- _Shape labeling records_
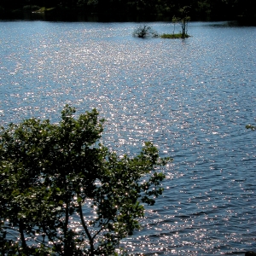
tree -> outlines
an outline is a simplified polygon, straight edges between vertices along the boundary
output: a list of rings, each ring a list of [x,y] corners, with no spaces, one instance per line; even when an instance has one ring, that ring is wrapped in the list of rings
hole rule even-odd
[[[182,27],[182,38],[188,38],[188,24],[190,20],[190,17],[188,16],[189,13],[189,6],[184,6],[179,9],[180,17],[175,17],[172,18],[172,22],[174,23],[174,30],[175,30],[175,24],[178,22],[181,25]],[[173,30],[173,33],[174,33]]]
[[[139,228],[165,175],[151,143],[133,158],[99,143],[96,109],[58,124],[29,119],[0,132],[0,253],[109,255]]]

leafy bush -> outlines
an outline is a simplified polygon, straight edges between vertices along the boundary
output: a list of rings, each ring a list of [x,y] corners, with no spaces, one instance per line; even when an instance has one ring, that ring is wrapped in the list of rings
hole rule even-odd
[[[150,143],[119,157],[98,143],[96,110],[74,113],[2,127],[1,255],[110,255],[161,195],[170,159]]]

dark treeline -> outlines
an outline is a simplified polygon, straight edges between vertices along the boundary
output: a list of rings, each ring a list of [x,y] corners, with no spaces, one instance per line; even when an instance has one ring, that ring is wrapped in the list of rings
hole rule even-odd
[[[243,20],[255,22],[255,0],[1,0],[0,19],[32,13],[96,15],[110,20],[170,20],[183,6],[189,6],[191,20]]]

- _WHAT THE TASK ASKS_
Output every line of the items above verbatim, leaving out the pictures.

- _FINAL RESULT_
tree -> outlines
an outline is a simplified polygon, straight edges between vertices along the boundary
output: a list of rings, each ring a list of [x,y] corners, with no spaces, one instance per line; even when an instance has one ring, that ring is wrapped in the list of rings
hole rule even-odd
[[[182,27],[182,38],[188,38],[188,24],[190,20],[190,17],[188,16],[189,13],[189,6],[184,6],[179,9],[180,17],[175,17],[172,18],[172,22],[174,23],[174,30],[175,30],[175,24],[178,22],[181,25]],[[173,30],[173,33],[174,33]]]
[[[139,228],[165,175],[151,143],[133,158],[99,143],[96,109],[58,124],[29,119],[0,132],[0,253],[109,255]]]

leafy bush -> outlines
an outline is a simplified polygon, straight edges between vertices along the boundary
output: a list of rings, each ring a list of [x,y] corners, with no spaces, one instance per line; even when an instance has one ring, that ring is wrapped in the list of rings
hole rule even-odd
[[[150,143],[119,157],[98,143],[96,110],[74,113],[2,127],[1,255],[110,255],[161,195],[170,159]]]

dark treeline -> outlines
an outline is a simplified polygon, straight edges between vertices along the boundary
output: a list of rings, each ring a list of [x,y] corners, with no spaces, one instance per line; even when an instance has one ring, that ring is wrapped in the list of rings
hole rule even-odd
[[[243,20],[255,22],[255,0],[1,0],[0,19],[32,13],[96,15],[110,20],[170,20],[183,6],[189,6],[191,20]]]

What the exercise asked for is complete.